* **Texte fourni**:
* * *

Punk bibliophilie à Drouot: fuck, spring break et Marmontel… aux innocents les manettes pleines

Amis Bibliophiles bonjour,

Les étudiants américains ont, nous le savons, leur petit rendez-vous annuel de débauche appelé spring break. Il faut relâcher la pression d’une année difficile et laborieuse, se laisser aller à ses instincts primaires afin d’évacuer les frustrations consécutives à toutes ces contraintes volontairement acceptées. On a tous besoin d’une soupape, c’est humain.

L’auteur au Salon du livre de Francfort

Les libraires aussi. Leur spring break à eux ? Les manettes en salle des ventes. En tant que spectateur, c’est à priori plus terne et moins alléchant :  moins de nichons, moins de concours de t-shirt mouillés, moins de cocktails, moins de jeunes filles avenantes, moins de rock’n’roll…
Résumons : moins de Bukowski et plus de Marmontel.

* * *

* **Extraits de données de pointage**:

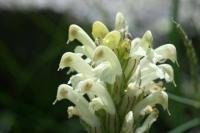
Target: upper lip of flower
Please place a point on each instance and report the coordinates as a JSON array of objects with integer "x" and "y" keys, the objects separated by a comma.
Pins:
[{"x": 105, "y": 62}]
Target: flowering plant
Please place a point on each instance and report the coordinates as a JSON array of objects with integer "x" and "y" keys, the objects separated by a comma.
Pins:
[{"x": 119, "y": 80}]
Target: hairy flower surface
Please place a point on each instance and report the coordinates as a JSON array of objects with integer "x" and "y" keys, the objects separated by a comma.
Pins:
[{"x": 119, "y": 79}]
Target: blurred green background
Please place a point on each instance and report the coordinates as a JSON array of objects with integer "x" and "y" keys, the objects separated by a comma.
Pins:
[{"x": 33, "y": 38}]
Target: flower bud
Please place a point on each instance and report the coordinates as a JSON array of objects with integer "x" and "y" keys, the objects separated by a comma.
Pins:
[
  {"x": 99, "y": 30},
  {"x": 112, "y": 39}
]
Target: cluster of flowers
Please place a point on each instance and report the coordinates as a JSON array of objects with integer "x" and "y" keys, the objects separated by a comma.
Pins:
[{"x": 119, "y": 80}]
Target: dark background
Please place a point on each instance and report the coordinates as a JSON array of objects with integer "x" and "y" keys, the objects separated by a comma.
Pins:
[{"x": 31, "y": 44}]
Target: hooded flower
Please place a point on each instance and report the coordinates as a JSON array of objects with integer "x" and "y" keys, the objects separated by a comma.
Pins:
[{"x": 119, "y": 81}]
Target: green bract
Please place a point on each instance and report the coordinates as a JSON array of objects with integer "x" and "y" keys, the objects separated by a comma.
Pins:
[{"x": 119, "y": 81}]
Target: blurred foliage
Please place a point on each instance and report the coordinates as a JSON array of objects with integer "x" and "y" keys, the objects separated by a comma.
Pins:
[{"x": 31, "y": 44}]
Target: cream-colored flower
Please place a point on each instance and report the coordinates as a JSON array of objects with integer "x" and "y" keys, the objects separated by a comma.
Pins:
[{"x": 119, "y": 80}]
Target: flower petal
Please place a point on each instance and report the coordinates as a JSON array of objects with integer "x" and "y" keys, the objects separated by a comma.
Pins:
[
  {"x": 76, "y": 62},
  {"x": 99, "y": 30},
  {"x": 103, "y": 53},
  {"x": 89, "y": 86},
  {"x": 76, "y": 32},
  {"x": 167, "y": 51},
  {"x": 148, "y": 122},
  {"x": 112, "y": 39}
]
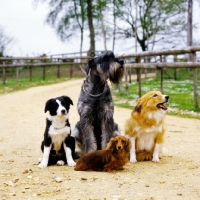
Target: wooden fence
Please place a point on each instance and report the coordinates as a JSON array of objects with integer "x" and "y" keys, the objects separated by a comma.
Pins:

* * *

* **Actions requises**:
A) Répondez à ces questions d'après le texte fourni :
(i) Quel nom porte le rendez-vous annuel de débauche des étudiants américains ?
(ii) Qu'est-ce qui constitue le spring break des libraires ?
(iii) Dans le résumé final, quel auteur est mis en regard de Marmontel ?
B) Dans le listing, réécrivez les lignes en commençant à celle qui contient "Target: wooden fence" et en terminant à la fin du listing, bornes incluses. Substituez "wooden fence" par "metal fence" et laissez tout le reste inchangé.
Le texte fourni et le listing sont issus de sources distinctes.

* **Solutions proposées**:
A)
(i) Le spring break.
(ii) Les manettes en salle des ventes.
(iii) Bukowski.

B)
Target: metal fence
Please place a point on each instance and report the coordinates as a JSON array of objects with integer "x" and "y" keys, the objects separated by a comma.
Pins:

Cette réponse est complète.